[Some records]
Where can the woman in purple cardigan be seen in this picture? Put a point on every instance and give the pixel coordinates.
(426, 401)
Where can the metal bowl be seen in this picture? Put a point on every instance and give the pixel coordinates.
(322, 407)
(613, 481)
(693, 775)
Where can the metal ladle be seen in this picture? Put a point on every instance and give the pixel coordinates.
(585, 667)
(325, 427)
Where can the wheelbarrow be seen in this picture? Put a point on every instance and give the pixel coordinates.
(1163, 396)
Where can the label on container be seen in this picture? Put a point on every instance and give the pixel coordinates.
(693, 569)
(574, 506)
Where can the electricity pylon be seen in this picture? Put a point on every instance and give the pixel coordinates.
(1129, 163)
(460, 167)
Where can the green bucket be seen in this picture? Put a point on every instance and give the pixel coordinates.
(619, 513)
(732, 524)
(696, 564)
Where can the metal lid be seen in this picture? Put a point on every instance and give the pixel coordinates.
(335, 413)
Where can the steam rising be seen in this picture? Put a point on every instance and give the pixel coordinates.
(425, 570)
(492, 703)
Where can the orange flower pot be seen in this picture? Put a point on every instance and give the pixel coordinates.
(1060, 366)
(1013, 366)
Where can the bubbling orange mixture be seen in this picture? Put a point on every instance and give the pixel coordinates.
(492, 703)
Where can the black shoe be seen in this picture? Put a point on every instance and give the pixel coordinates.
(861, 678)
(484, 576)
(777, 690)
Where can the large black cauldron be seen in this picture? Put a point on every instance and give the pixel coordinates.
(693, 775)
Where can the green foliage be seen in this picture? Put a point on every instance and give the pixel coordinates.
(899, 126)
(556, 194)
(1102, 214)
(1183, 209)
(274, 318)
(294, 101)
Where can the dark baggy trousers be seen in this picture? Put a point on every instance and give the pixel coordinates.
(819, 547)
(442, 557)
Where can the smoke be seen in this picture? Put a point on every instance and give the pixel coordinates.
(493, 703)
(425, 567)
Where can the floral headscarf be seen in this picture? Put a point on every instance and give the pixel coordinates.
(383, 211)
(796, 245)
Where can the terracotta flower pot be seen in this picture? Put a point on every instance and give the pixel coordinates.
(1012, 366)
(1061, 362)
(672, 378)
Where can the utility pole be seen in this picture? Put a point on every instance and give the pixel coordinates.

» What you are asked to do
Repeat all the lines above, swapping "wheelbarrow" for "handcart" and keeping everything else identical.

» Full output
Where can the woman in purple cardigan be seen in this picture? Put a point on every instance and give the pixel coordinates.
(426, 401)
Where can the metal bowl be seen in this picture? Put a point on every instance and give the pixel coordinates.
(322, 407)
(613, 481)
(693, 775)
Where can the metal ladle be seen in this picture? Put a point on every instance and give the pixel coordinates.
(585, 667)
(325, 427)
Where can the handcart be seen in this picture? Put a point on every instance and give the pixel coordinates.
(1163, 396)
Where can the label on container be seen in this picture? Put a point on every instance and give the pixel coordinates.
(693, 569)
(574, 506)
Where can the electricity pylon be seen in this picture? Put a point on every instance and give the pixel coordinates.
(1129, 163)
(460, 167)
Where can the green bucket be seen in this picture? Put a point on every instance and give the pixel coordinates.
(619, 513)
(732, 524)
(696, 564)
Where can the metal lid be seen in this picture? Put a point on every instance and give the pixel coordinates.
(335, 413)
Where can the steam rising be seen in this picture? Put a point on every instance and give the pixel coordinates.
(425, 570)
(492, 703)
Where can the orange flower pot be seen in this picture? Put a point on every instance and give the pixel coordinates.
(1060, 366)
(1013, 366)
Where can the bubbling orange mixture be seen in this picture? Put a point on every instance and give the pixel coordinates.
(492, 703)
Where can the black shoe be seen in this picture? Put a point on every instance and give the pixel coordinates.
(861, 678)
(484, 576)
(777, 690)
Where can the large black cauldron be seen in this picture? Put a point on every instance and give the pixel coordinates.
(693, 775)
Where can the green foliage be seen in this picture? Put a point on every instance and give the pixel coordinates.
(899, 126)
(556, 194)
(1102, 214)
(1183, 209)
(274, 318)
(294, 101)
Where can the dark baggy trousers be seen in this picture? Put a point on every instance and give the pixel coordinates.
(819, 547)
(442, 557)
Where can the smoke be seen in this picture? Put a point on every instance and give the pixel coordinates.
(493, 703)
(425, 567)
Where can the floral headscarf be seen in this picture? Put a point on every instance and give the pixel coordinates.
(383, 211)
(796, 245)
Where can the terracotta flower pot be seen in this picture? Put a point on every instance and give the pixel coordinates.
(1012, 366)
(1061, 362)
(672, 378)
Where can the utility pole be seen in this picture? Put a point on every instance and give the pixel coordinates.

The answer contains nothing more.